Stored data entries:
- - - - -
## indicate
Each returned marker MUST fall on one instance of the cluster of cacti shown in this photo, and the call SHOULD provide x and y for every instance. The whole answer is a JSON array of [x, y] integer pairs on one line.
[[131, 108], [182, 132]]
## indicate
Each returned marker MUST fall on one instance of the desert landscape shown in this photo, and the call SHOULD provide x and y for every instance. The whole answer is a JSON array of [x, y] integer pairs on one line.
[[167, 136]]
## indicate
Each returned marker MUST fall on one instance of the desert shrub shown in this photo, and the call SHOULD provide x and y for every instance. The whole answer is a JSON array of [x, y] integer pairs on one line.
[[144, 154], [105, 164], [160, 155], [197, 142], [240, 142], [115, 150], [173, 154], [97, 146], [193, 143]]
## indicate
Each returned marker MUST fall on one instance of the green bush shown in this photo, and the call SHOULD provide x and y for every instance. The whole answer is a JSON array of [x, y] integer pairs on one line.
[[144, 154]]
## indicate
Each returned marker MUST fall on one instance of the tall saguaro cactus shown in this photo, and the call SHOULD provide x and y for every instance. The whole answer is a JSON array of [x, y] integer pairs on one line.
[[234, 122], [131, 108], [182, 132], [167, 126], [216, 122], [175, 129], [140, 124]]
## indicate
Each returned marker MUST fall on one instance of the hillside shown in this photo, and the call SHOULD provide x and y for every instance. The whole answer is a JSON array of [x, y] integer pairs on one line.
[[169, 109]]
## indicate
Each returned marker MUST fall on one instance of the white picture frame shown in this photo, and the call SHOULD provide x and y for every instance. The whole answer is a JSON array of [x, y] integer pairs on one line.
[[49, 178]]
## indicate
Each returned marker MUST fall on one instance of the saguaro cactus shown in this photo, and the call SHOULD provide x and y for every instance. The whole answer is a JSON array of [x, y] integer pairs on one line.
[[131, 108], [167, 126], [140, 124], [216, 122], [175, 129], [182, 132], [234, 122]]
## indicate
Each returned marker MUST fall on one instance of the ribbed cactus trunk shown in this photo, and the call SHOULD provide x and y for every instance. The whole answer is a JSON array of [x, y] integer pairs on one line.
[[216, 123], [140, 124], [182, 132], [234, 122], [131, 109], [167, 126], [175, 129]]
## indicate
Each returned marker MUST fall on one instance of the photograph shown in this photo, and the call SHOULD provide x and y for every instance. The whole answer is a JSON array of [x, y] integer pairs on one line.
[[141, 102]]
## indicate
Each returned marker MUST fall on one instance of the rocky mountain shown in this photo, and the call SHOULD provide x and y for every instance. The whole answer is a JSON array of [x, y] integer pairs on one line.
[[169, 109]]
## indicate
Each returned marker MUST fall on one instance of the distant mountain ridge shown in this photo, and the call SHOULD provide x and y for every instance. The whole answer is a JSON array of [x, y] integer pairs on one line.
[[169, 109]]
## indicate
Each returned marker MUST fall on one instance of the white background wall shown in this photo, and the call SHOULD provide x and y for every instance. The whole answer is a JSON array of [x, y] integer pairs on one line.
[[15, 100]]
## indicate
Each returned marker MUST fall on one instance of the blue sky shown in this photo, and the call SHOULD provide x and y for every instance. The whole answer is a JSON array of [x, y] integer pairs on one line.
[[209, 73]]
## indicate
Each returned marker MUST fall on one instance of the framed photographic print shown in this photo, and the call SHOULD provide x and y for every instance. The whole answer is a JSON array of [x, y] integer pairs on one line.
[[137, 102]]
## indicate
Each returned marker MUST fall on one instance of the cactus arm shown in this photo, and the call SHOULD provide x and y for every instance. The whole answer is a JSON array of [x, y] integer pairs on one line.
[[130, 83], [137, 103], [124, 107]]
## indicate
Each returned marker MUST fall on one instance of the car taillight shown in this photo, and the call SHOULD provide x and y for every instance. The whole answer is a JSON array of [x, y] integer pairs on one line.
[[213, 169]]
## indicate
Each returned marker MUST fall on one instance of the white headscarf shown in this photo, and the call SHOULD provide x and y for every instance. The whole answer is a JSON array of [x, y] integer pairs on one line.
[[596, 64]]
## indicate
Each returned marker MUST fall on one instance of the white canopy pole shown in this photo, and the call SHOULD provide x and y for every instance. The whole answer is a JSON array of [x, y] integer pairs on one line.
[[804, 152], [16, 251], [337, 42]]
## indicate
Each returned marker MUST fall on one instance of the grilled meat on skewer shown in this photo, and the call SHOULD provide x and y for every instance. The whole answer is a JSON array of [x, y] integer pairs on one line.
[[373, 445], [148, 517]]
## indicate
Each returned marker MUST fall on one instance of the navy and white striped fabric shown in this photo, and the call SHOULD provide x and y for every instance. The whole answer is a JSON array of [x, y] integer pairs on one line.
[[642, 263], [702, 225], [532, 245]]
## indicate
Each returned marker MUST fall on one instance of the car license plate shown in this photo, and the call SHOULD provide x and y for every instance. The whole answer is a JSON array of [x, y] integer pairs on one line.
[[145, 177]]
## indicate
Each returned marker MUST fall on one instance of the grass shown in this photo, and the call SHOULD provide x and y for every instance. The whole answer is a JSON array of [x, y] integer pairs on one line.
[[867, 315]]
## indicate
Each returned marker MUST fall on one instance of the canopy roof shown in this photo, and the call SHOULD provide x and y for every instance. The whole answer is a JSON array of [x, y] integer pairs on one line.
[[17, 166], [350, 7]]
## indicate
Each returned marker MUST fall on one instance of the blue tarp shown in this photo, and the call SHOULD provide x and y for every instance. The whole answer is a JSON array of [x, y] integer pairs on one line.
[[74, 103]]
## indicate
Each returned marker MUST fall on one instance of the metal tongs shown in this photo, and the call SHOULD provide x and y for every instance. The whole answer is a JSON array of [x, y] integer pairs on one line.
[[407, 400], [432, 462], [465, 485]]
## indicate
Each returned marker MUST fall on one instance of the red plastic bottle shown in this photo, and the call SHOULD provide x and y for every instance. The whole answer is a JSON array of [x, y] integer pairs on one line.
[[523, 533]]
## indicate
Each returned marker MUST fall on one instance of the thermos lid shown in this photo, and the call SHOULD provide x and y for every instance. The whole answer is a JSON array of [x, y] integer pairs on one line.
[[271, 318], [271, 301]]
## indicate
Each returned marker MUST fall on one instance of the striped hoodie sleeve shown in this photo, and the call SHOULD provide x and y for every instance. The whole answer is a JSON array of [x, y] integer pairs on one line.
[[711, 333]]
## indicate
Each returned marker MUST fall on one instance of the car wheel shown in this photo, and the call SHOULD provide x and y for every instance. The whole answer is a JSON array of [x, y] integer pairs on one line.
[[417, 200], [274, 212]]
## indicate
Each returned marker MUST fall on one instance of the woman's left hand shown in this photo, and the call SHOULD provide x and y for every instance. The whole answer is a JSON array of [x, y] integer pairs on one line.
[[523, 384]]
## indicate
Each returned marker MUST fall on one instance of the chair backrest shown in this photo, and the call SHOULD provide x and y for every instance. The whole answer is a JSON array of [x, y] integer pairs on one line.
- - - - -
Instruction =
Please rewrite the listing above, swapping each "returned marker" for "reported point" and leaving everything else unchanged.

Expected output =
## indicate
Each reported point MUST fall on one instance of the cluster of cacti shown in this photo, and the call SHOULD provide x and y for every instance. The whole answer is a JSON array of [x, y] integer pairs on one line.
[[131, 108], [182, 132]]
## indicate
Each reported point MUST fall on one instance of the desert landscape shown in this photo, and the call SHOULD provide x and y for every instance. The whole answer is a JSON array of [x, y] integer pairs on one line.
[[167, 136]]
## indicate
Each reported point MUST fall on one instance of the desert shrub shown in this photo, and the call SHOULD provide x and y for every instance. The whole answer is a JSON array of [x, y] integer pairs on one line.
[[144, 154], [105, 164], [160, 155], [197, 142], [240, 142], [115, 150], [173, 154], [97, 146], [193, 143]]
## indicate
Each reported point MUST fall on one instance of the green bush shown in this photo, and the call SHOULD provide x and y for every instance. The whole answer is a JSON array of [x, y] integer pairs on one line.
[[144, 154]]
## indicate
Each reported point MUST fall on one instance of the tall saguaro cactus shown in this photo, and the call SHOULD provide x and y for every instance. The whole answer is a JSON array of [x, y] integer pairs on one line.
[[234, 122], [131, 108], [182, 132], [167, 126], [216, 122], [175, 129], [140, 124]]
## indicate
Each reported point MUST fall on one instance of the hillside shown in this photo, and the call SHOULD provide x and y for every instance. The whole answer is a JSON array of [x, y] integer pairs on one line.
[[169, 109]]
## indicate
Each reported point MUST fall on one instance of the white picture frame shown in this photo, and the call SHOULD provide x and y for every instance. The whole answer is a JSON array of [x, y] integer pairs on one line.
[[49, 178]]
## indicate
Each reported point MUST fall on one instance of the saguaro cactus shown in this photo, and the call SHOULD provide x and y for every instance. The whole answer is a JSON array of [x, y] integer pairs on one line.
[[131, 108], [167, 126], [140, 124], [216, 122], [175, 129], [182, 132], [234, 122]]
## indicate
Each reported point MUST fall on one instance of the ribbed cactus trunk shown in this photo, and the call SHOULD provide x and y for every instance. The whole answer is a JSON array of [x, y] integer pairs on one line.
[[216, 123], [140, 124], [182, 132], [234, 122], [131, 109], [167, 126], [175, 129]]
## indicate
Each reported point MUST fall on one instance of the photograph shown in this photo, and the call SHOULD provide x and y for every instance. The whole answer is a JSON array of [x, y] integer pairs on one line.
[[141, 102]]
## indicate
Each reported point MUST fall on one instance of the rocky mountain shown in this photo, and the call SHOULD provide x and y for every instance. The whole answer is a JSON array of [x, y] integer pairs on one line.
[[169, 109]]
## indicate
Each reported point MUST fall on one instance of the distant mountain ridge shown in this photo, and the call SHOULD provide x and y for every instance. The whole answer is a JSON array of [x, y] integer pairs on one line.
[[169, 109]]
## indicate
Each reported point MUST fall on one instance of the white background wall shown in this photo, and the call SHOULD provide x and y for every instance. The whole answer is a JSON array of [x, y] integer pairs on one line.
[[15, 100]]
## indicate
Each reported point MUST fall on one instance of the blue sky shown in this photo, and the call SHOULD provide x and y for every instance. The whole answer is a JSON array of [x, y] integer pairs on one line.
[[209, 73]]
## indicate
Each reported point MUST fall on one instance of the framed photographic print shown in this photo, and the call SHOULD provide x and y for every instance. The whole answer is a JSON array of [x, y] integer pairs on one line.
[[137, 102]]
## indicate
Each reported point MUST fall on one instance of the cactus arm shown in this photo, and the call SHOULD provide x and y for every instance. The whole answer is a JSON array of [x, y] integer pairs on one line.
[[130, 83], [137, 103], [124, 107]]
## indicate
Each reported point MUST fall on one instance of the car taillight shown in this photo, and the call SHOULD provide x and y for every instance. The whole answer is a JSON array of [x, y] integer pairs on one line.
[[213, 169]]
## indicate
Each reported point MUST fall on one instance of the white headscarf shown in this photo, and the call SHOULD provide x and y for every instance. The whole answer is a JSON array of [x, y] integer pairs on one line.
[[596, 64]]
## indicate
Each reported point MUST fall on one instance of the white canopy pole shown in this photo, and the call SHOULD provide x and y for every instance. The whole answer is a JSON array of [x, y] integer pairs on one line.
[[804, 152], [16, 251], [337, 42]]
## indicate
Each reported point MUST fall on one instance of the grilled meat on skewer shown in this photo, and the call SHOULD provide x and y for every instance. The whole answer is a JSON array of [x, y] integer pairs on one line.
[[373, 445], [148, 517]]
## indicate
Each reported point MUST fall on one instance of the navy and white striped fabric shown in this photo, and the call SHOULD provide x and y for every instance. The whole answer is a JSON array of [x, y] integer pairs on one line.
[[642, 263], [702, 225], [532, 245]]
## indicate
Each reported point MUST fall on one instance of the car license plate shown in this photo, and the call SHOULD provide x and y for every instance. The whole answer is a JSON array of [x, y] integer pairs on one line.
[[145, 177]]
## indicate
Each reported point MUST fall on one instance of the grass shown in this photo, and the call SHOULD provide x and y for every instance. The whole answer is a JSON array of [x, y] integer pairs on one line.
[[867, 315]]
## indicate
Each reported point MUST fall on one instance of the canopy roof shown in this photo, and the call SHOULD provide x and y for every instance. The whole answer is a JSON array of [x, y] integer pairs on one line.
[[17, 166], [350, 7]]
## indicate
Each reported point MUST fall on one instance of the blue tarp shown in this photo, and the call SHOULD provide x and y for every instance. The whole answer is a JSON array of [x, y] integer pairs on one line.
[[74, 103]]
## indicate
Each reported point MUST fall on one instance of the metal tongs shown in this photo, and the call SHOULD provide x and y for every instance. The whole answer is a JSON array of [x, y] integer pairs on one line.
[[407, 400], [432, 462], [465, 485]]
## indicate
Each reported point MUST fall on one instance of the red plastic bottle shown in this photo, and the call SHOULD provide x and y for every instance. The whole answer is a JSON array of [x, y] integer pairs on one line.
[[523, 533]]
## indicate
Each reported point MUST fall on one instance of the thermos lid shown in this photo, and the call SHOULD provide x and y for every instance. The whole answer is a JSON array of [x, y] integer pairs on one line.
[[271, 318], [271, 301]]
## indicate
Each reported point MUST fall on one instance of the striped hoodie sleeve shown in this photo, and the call SHOULD provide x and y for every instance. The whole answer is a JSON array of [x, y] integer pairs on one line.
[[711, 333]]
## indicate
Each reported point MUST fall on one instance of the car wheel shown in this photo, and the call SHOULD provide x and y for every instance. The whole answer is a JSON array of [x, y] integer pairs on one line.
[[417, 200], [274, 212]]
## indicate
Each reported point MUST fall on one instance of the woman's left hand shown in this photo, and the call SHOULD provide x and y for every instance. The whole answer is a JSON array of [x, y] integer pairs on one line.
[[523, 384]]
## indicate
Each reported point MUST fall on one instance of the chair backrest shown in this photo, and the call SHOULD provide x and y for every instance. The whole answer is a JSON array of [x, y] integer pairs on one line.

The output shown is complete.